__To do__
In the copy of these records, include no pictures and change nothing else.

__Data for review__
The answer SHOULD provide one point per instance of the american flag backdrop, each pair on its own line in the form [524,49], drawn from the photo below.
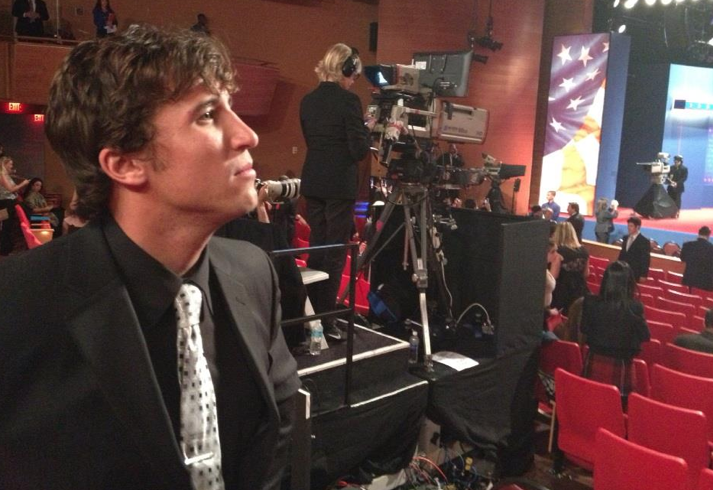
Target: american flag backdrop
[574,116]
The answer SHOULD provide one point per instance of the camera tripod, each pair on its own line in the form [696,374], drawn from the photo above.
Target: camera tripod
[416,203]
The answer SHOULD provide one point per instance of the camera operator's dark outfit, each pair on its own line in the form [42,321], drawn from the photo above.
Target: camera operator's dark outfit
[679,174]
[337,139]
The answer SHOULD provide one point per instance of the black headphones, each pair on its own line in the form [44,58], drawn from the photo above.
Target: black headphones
[350,64]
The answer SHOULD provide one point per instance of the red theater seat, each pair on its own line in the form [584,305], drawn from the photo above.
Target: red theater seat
[672,430]
[584,406]
[684,390]
[624,465]
[688,361]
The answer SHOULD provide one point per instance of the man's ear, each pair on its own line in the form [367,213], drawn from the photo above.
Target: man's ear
[123,168]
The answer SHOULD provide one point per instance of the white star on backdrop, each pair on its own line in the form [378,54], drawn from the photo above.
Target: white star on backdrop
[584,57]
[564,54]
[567,83]
[574,103]
[592,74]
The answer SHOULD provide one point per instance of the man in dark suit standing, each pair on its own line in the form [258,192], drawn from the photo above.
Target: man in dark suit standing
[337,139]
[576,219]
[115,325]
[676,181]
[698,257]
[636,249]
[31,16]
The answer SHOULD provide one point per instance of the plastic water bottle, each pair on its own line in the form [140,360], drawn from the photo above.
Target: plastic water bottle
[315,339]
[413,343]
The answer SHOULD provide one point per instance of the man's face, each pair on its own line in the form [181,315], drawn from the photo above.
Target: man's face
[199,164]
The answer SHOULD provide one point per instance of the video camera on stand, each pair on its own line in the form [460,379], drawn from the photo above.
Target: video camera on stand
[410,117]
[659,168]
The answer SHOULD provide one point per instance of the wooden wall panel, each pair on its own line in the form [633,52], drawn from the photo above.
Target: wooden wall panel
[506,85]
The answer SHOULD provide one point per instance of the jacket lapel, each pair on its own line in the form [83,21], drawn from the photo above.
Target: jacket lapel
[104,326]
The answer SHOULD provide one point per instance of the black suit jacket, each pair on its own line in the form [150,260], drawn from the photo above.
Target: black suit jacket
[638,256]
[698,256]
[80,406]
[679,175]
[28,27]
[333,128]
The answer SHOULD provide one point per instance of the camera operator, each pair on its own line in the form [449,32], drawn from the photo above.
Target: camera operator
[337,138]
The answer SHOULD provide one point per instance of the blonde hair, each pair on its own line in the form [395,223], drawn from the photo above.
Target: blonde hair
[565,236]
[602,204]
[329,68]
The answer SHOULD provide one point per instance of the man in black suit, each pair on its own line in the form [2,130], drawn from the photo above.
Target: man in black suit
[90,394]
[676,180]
[636,249]
[337,140]
[31,16]
[701,342]
[576,219]
[698,257]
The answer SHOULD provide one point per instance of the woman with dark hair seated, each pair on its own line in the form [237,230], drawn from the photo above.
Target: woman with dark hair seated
[34,202]
[614,327]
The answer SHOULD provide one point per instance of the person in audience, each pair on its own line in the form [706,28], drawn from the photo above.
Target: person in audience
[605,215]
[31,16]
[36,203]
[72,222]
[8,198]
[535,211]
[201,25]
[337,136]
[551,205]
[677,181]
[614,327]
[572,280]
[698,257]
[636,249]
[118,325]
[104,18]
[575,219]
[701,342]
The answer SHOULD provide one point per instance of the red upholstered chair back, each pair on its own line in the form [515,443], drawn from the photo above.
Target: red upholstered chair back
[705,480]
[584,406]
[624,465]
[664,332]
[674,318]
[683,390]
[651,352]
[690,299]
[688,361]
[672,430]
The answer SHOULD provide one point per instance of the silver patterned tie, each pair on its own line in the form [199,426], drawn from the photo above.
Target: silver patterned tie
[200,442]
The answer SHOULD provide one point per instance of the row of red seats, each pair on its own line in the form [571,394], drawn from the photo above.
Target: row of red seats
[676,420]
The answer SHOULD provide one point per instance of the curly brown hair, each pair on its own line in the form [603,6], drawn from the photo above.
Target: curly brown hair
[108,91]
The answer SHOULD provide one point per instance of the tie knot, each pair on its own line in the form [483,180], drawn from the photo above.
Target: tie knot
[188,305]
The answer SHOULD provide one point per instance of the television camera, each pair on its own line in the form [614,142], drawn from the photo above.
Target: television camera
[410,117]
[659,168]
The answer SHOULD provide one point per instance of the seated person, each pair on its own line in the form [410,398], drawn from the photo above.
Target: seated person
[614,327]
[702,342]
[35,203]
[259,231]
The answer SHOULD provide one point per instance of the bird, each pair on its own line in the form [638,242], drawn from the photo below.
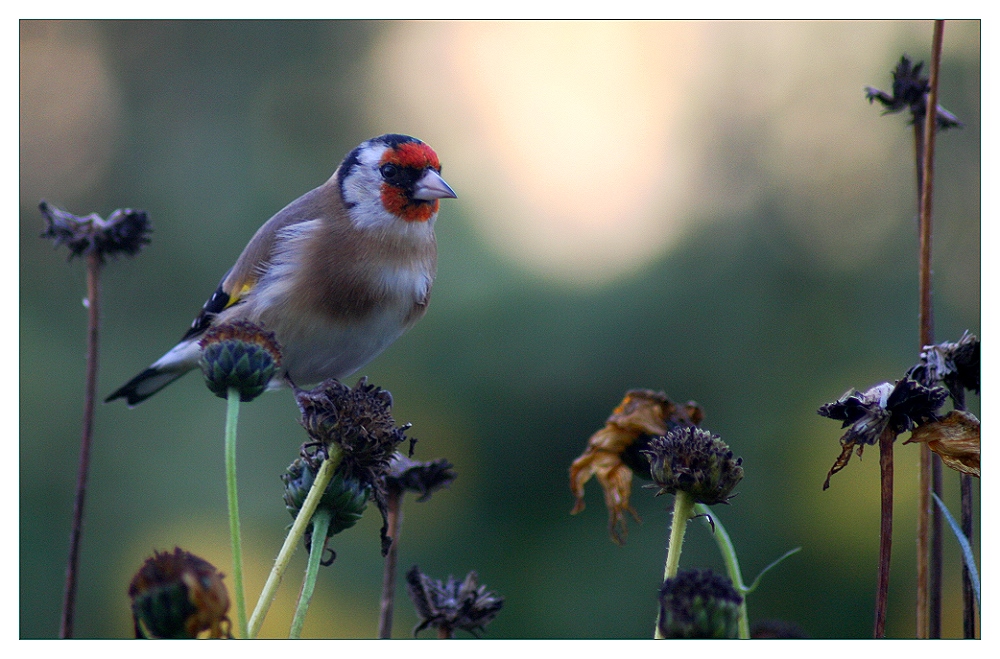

__Response to the task__
The answer SHOULD provide one point per instance of the american flag backdrop, each pair on its own line in the form [524,49], drawn from the photo below.
Target: american flag backdrop
[574,116]
The answer SHOULD provide one point per instance of the camera tripod, each pair on its own line in the form [696,374], drawn from the photo above.
Target: camera tripod
[416,203]
The answer SHOULD provide one point per instance of the camera operator's dark outfit, each pair on its own line in the form [42,321], drawn from the photo above.
Target: camera operator's dark outfit
[679,174]
[337,139]
The answer SHOULD provide one point per instance of the black headphones, each pair on its own line in the form [44,58], drawn from the photo above.
Target: black headphones
[350,64]
The answer SHOULD provide one point per instance of the red theater seat, each pair on its own line in the form [584,305], drawn from the photo above.
Target: red theater seat
[672,430]
[584,406]
[684,390]
[624,465]
[688,361]
The answer SHOULD provide one point per instance of the man's ear, each pair on its own line in the form [367,213], drawn from the photo above.
Target: man's ear
[123,168]
The answer SHOULD provide one point per instance of the white star on backdrop, each pair on its own line in the form [378,54], drawn from the photo above.
Target: white star on backdrop
[584,57]
[564,54]
[567,83]
[574,103]
[592,74]
The answer SHOULD provide one point per instance of the man in dark suit standing, each pair on its own line in the form [258,192], drawn from the photo above.
Target: man in dark suit standing
[337,139]
[576,219]
[115,325]
[676,181]
[698,257]
[636,249]
[31,16]
The answer SHOULD provide one point per instance of the plastic water bottle, each pair on its own line in the form [140,360], drawn from the photo above.
Target: plastic water bottle
[315,339]
[413,343]
The answer SHOULD provide one point per instance of the man's face, each pair on its own line in the form [181,315], drawn from the photo above.
Target: man's face
[199,164]
The answer SHOULD provide one point per instance of the video camera on stand, each pair on its own line in the form [460,379], drawn from the photo above.
Target: video camera on stand
[410,117]
[659,168]
The answer SHOULD provide one point per instance of the wooden wall panel, each pair on its own line in the form [633,52], drawn from the photo above.
Target: wooden wall panel
[506,85]
The answer SHOULD provide one point per instance of the jacket lapel, each pair on its own line in the form [83,21], drawn from the photo above.
Target: jacket lapel
[104,326]
The answer SHOULD provide one point per instance of the black suit jacket, each pair on its own line in the form [150,260], drawn from the photo above.
Target: black suit jacket
[638,256]
[698,256]
[80,406]
[679,175]
[28,27]
[333,128]
The answer SHOULD provide one point per instance of the camera operator, each pair on its own line in the form [449,32], drawn from the photo above.
Target: camera operator
[337,138]
The answer SHOULD provide one point per instance of the blonde hair, each pair on its own line in the form [395,223], drawn from the photo above.
Target: blonde hair
[565,236]
[602,204]
[329,68]
The answer SHOULD provide one point per instance of the man in black suit, each pair on its own line in the form [2,130], drawn from the photo above.
Target: man in black suit
[90,394]
[676,180]
[636,249]
[337,140]
[31,16]
[701,342]
[576,219]
[698,257]
The answer SHOULD provide one point per instance of the woman with dark hair seated, each pair on its own line in the form [237,230], drawn from the photo above.
Target: woman with dark hair seated
[34,202]
[614,327]
The answer SHOULD provide one point per instance of the person in audience, each pair on its own line in the form [706,28], drawn from the photo above.
Target: person in audience
[605,215]
[31,16]
[36,203]
[72,222]
[8,198]
[535,211]
[201,25]
[337,136]
[551,205]
[677,181]
[614,327]
[572,280]
[698,257]
[636,249]
[118,325]
[104,18]
[575,219]
[701,342]
The answer SHOULD provide one point per instance of the red upholstered chair back, each pair on its own line in the form [515,443], drawn from the photo above.
Target: red upholstered chair back
[705,480]
[584,406]
[624,465]
[664,332]
[674,318]
[683,390]
[651,352]
[690,299]
[688,361]
[672,430]
The answer SHOULD provide one point per instance of the silver patterned tie, each pair on its own line in the form [199,426], drawn from the photo above.
Target: silver patterned tie
[200,442]
The answer SHOULD provide one point per instance of the row of red seats, each pair on its own line in the form [571,394], drawn from the photo above.
Target: row of red seats
[676,420]
The answer SHOULD provide one point per instance of the curly brown hair, each pair on its own line in the form [603,6], drawn from the photo above.
Target: curly brown hair
[108,91]
The answer SHOULD provide one point per instance of the tie knot, each pair on its own line in the form [483,180], drawn from the photo above.
Target: tie knot
[188,305]
The answer SHOULD provide one point per instance of the television camera, each pair on its own line in the form [614,142], drawn from the photo above.
Target: television camera
[410,117]
[659,168]
The answer SHOULD provide one point per instance of the seated person, each pair on its own line in the form [410,398], drawn from the photo above.
Target: seated person
[614,327]
[702,342]
[35,203]
[259,231]
The answer SHOULD provide one point per instance of the bird, each pair on its own line in the form [638,242], drawn from the photo below.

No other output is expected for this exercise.